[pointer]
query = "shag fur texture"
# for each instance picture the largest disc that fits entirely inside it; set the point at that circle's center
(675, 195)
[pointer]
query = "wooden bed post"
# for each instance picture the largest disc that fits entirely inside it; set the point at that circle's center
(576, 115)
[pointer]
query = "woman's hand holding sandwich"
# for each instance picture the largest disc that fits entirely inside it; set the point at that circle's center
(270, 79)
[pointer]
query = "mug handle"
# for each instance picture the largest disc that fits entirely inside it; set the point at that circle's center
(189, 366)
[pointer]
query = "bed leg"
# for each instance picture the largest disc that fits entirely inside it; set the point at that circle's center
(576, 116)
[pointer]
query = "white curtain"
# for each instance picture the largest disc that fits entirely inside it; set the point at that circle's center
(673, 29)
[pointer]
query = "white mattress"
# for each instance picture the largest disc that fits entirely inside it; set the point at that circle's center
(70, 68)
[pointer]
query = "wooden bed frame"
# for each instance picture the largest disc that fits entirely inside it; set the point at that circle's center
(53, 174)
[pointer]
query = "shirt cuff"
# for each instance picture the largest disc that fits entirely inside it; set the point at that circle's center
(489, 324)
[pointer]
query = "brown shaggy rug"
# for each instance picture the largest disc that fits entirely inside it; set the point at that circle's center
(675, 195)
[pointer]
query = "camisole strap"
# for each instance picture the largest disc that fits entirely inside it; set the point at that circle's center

━━━━━━━━━━━━━━━━━━━━━━━━━━━━━━

WHAT THIS TASK INVOLVES
Transcribe all of the data above verbatim, keeping every line and character unchanged.

PROBLEM SOLUTION
[pointer]
query = "shag fur texture"
# for each instance picture the largest disc that fits entirely inside it; set the point at that circle's center
(675, 195)
[pointer]
query = "wooden bed post"
# for each instance picture the largest disc that fits entirely inside it; set the point at that circle's center
(576, 115)
[pointer]
query = "woman's hand holding sandwich"
# for each instance picture the largest disc that fits entirely inside it; set the point at that circle's center
(270, 79)
[pointer]
query = "mug handle"
# for each instance picture the largest disc that fits entirely inside it; set the point at that circle's center
(189, 366)
[pointer]
query = "bed leg"
# for each instance picture the largest disc that fits entirely inside it; set the point at that circle's center
(576, 116)
[pointer]
query = "white curtain"
# for each instance picture the largest disc that fits entirely inside it; set the point at that circle's center
(673, 29)
[pointer]
query = "white mattress"
# for each instance picture the largest disc that fits entirely inside it; set the point at that circle's center
(70, 68)
[pointer]
query = "wooden bed frame"
# for each instance picture the largest disc that fits entirely inside it; set the point at that circle's center
(53, 174)
[pointer]
query = "shirt cuff"
# for each instance picture the largest disc that fits entirely inside it; set the point at that circle's center
(489, 324)
[pointer]
query = "brown shaggy rug"
# for each instance picture the largest disc that fits entirely inside it; set the point at that circle's center
(675, 195)
[pointer]
query = "camisole strap"
# for each instance picture the largest disc that fits entirely inside it; set the point at that circle's center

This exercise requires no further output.